== Задание a ==
Измените часть отрывка о мечети в Кремле: замените «щель» на «лазейка». Начните со слов «И, вы знаете, у» и остановитесь после слов «этом смысле, юридическая.».

== Выбранный отрывок ==
Главный вопрос, на который нам надо было уже тогда дать ответ, – размещать ли мечеть в Кремле? Об этом уже два года как шла дискуссия в газетах. Нам приходилось отвечать на многочисленные обращения граждан, Татарского общественного центра.
И, вы знаете, у нас со Светой Мамлеевой с этим связаны переживания сакральные, можно сказать, мистические моменты.
Мы понимали, что отвечать на этот главный вопрос в концепции необходимо. Мы все время говорили, что, конечно, было в татарской крепости пять мечетей, но мы не можем на территории федерального объекта новое строительство допустить.
А на самом деле юридически территория западной части кремля была очень странным федеральным объектом – объекты не входили в число памятников истории и культуры, культурный слой не был памятником. Понимаете? Стены, башни были, а вот отдельные объекты и сама территория как бы не были. И была щель в этом смысле, юридическая.
Мы работали ночью – Светлана рисует панораму, а я пишу текст. И вот на рассвете у меня рука сама пишет: «Необходимо возвести мечеть на территории Кремля». Я не знаю, как об этом сказать коллеге. Светлана оглядывается на меня и осторожно так говорит: «Я тебе, Фарида, боюсь сказать, у меня рука сама рисует мечеть». Мы друг на друга смотрим в полном изумлении.
Я отвечаю: «Света, у меня что-то вот так же само выходит, как под диктовку. Я сама не знаю, что это со мной. Одновременно».
И вот когда мы все это с ней выяснили, тут у нас такой прилив сил и энергии появился, как столб света. Благодать на нас нашла, мы такую эйфорию ощутили, словно воспарили. Мы этот момент вспоминаем как один из ярчайших счастливых моментов в своей жизни. Это было очень сильное переживание, ощущение чего-то очень важного и высокого. После этого мы перестали сомневаться в правильности этого решения, этого гласа народа, желающего возродить одну из пяти разрушенных мечетей на территории крепости.
– В беседе со мной Нияз Хаджиевич говорил, что он выступил против концепции Халикова и Сайярова как раз на том основании, что в ней не было мечети.
– Нет, не так было. Про мечеть первый начал писать везде Зуфар хазрат, с 1990 года, когда ещё воинская часть размещалась в кремле. Зуфар хазрат везде обращался. Потом, кстати, сидел в Фонде возрождения мечети Кул Шариф и каждому благотворителю читал дога и выписывал сертификат дарителя. Нияз Халитов его поддерживал, писал о том, что в крепости сохранилась только архитектура русского периода, а под землей осталась архитектура Казанского ханства и даже более ранние объекты культового назначения.

(Записи, выбранные из подборки)
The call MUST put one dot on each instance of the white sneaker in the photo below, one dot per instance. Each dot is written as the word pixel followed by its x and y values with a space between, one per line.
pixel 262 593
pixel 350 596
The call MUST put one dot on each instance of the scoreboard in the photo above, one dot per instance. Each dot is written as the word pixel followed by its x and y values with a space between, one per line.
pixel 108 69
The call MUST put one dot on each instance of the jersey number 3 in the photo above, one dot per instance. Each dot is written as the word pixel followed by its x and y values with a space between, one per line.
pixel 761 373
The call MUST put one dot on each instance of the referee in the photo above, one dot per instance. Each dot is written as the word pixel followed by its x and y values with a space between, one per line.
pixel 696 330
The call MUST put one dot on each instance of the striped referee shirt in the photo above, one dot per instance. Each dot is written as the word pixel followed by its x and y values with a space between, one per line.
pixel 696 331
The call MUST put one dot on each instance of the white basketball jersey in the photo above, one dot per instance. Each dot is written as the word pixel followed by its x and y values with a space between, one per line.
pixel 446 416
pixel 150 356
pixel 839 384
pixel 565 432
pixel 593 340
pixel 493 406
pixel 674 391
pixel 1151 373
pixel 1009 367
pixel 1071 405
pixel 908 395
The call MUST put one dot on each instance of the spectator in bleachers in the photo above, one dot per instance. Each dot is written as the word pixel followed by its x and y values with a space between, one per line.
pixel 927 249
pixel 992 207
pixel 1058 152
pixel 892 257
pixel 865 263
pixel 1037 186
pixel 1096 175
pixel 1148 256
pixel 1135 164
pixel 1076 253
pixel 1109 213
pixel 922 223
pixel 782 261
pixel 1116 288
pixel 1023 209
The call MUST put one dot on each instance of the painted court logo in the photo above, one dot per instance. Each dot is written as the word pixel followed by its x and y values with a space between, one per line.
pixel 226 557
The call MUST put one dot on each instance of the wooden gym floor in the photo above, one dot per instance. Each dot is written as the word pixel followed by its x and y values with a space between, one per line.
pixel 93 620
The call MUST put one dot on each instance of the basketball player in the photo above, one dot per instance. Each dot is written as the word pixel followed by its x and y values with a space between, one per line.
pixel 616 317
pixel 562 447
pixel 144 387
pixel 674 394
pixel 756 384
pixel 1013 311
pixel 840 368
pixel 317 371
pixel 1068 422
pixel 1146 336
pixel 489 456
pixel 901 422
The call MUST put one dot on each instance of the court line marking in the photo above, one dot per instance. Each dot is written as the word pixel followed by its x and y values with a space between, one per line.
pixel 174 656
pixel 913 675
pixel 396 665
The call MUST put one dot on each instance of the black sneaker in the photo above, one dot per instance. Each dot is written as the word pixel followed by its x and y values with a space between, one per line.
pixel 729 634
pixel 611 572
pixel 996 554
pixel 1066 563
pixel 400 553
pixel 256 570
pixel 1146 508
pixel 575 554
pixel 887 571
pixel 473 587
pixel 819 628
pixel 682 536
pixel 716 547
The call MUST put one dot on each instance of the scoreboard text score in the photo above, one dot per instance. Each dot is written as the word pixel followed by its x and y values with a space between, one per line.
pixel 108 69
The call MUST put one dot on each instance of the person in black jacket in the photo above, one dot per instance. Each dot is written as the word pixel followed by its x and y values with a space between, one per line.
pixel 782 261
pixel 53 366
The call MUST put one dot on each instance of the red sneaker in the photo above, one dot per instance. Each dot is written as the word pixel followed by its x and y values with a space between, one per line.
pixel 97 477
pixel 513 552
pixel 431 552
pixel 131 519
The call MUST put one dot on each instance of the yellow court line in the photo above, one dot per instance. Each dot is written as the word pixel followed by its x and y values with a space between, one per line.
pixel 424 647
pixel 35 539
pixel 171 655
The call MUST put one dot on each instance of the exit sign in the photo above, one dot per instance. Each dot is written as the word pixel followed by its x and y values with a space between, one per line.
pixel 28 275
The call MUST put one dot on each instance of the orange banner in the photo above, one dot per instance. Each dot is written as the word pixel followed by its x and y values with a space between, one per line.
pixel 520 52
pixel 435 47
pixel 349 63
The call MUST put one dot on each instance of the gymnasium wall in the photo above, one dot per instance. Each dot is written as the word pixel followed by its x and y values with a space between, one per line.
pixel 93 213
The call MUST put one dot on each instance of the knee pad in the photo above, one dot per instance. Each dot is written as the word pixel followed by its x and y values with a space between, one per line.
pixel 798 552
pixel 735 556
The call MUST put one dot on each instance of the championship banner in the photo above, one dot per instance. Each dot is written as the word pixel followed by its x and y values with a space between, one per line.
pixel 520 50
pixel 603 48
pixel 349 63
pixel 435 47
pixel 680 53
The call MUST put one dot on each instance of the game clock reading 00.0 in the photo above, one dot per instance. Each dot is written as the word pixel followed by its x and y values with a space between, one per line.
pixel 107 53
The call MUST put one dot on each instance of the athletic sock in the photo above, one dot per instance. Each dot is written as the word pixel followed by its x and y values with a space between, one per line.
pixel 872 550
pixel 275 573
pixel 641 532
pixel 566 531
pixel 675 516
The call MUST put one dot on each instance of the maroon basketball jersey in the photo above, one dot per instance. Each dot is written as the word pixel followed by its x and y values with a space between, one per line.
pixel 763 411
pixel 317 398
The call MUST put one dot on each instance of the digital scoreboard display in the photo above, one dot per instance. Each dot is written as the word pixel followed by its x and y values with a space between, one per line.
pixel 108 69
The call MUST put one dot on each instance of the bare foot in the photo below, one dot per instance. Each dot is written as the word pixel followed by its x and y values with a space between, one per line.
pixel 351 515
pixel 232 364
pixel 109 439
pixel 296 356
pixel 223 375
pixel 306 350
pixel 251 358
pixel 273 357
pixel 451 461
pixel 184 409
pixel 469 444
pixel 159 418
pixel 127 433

== Задание b ==
Выпишите из записей все строки, в которых есть слово «white».

== Решение a ==
И, вы знаете, у нас со Светой Мамлеевой с этим связаны переживания сакральные, можно сказать, мистические моменты.
Мы понимали, что отвечать на этот главный вопрос в концепции необходимо. Мы все время говорили, что, конечно, было в татарской крепости пять мечетей, но мы не можем на территории федерального объекта новое строительство допустить.
А на самом деле юридически территория западной части кремля была очень странным федеральным объектом – объекты не входили в число памятников истории и культуры, культурный слой не был памятником. Понимаете? Стены, башни были, а вот отдельные объекты и сама территория как бы не были. И была лазейка в этом смысле, юридическая.

== Решение b ==
The call MUST put one dot on each instance of the white sneaker in the photo below, one dot per instance. Each dot is written as the word pixel followed by its x and y values with a space between, one per line.
The call MUST put one dot on each instance of the white basketball jersey in the photo above, one dot per instance. Each dot is written as the word pixel followed by its x and y values with a space between, one per line.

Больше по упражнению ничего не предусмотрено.